- [ACTION ITEM]: Pick up the passage about big data security after its last sentence and keep writing it.

- [PAGE EXTRACT]:
*****

Big data implementations are deployed across the organizations of 55% of the 206 respondents to take the 2015 SANS survey on Security of Big Data Environments, while an additional 28% plan to develop such implementations in the next two years. They are using their big data analytics systems for business and competitive intelligence, consumer trending, science/diagnostics and other business purposes, according the survey.
“Big data can have big benefits for business but it also presents a big target for cybercriminals,” said John Pescatore, SANS director of emerging technologies and advisor on the survey, in a news release. “Building security into and around big data storage and analytics systems will be key to avoiding expensive, large scale breaches of sensitive business and customer data.”
For example, sensitive data relating to customers and corporate intelligence are commonly stored in big data applications, many of which are now migrating to the cloud.

*****

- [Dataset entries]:
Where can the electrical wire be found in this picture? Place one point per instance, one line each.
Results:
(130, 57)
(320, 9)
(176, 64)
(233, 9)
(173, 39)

*****

- [RESPONSE FOR THIS EXERCISE]:
In the survey, sponsored by Cloudera, 73% of respondents identified personally identifiable information as being stored in big data applications; while 72% say they store corporate information and intelligence.
“Over the course of the next couple years, respondents appear to be focusing more on the data- or information-oriented security controls such as encryption and strong authentication so that the controls can travel with the data rather than just happening at the application layer,” said Barbara Filkins, SANS Analyst and author of the survey results paper, in the release. “Those interests echo the need for comprehensive security controls that maintain the benefits of big data without compromising security.”
Today, 54% of respondents are focused on integration with existing identity and access management infrastructure, 45% on implementation of role-based authorization controls (RBAC) and 27% on monitoring around data aggregation. Over the next twelve months, respondents indicated that their organizations will increase focus on implementing the information-oriented elements of a big data architecture.
“The survey shows that over the next year respondents will focus on data classification, access controlled by tagging and policy-aware infrastructure (ABAC),” Filkins added. “Respondents say their organizations are also focusing on data de-identification and monitoring their session and service controls in support of use business analysis cases.”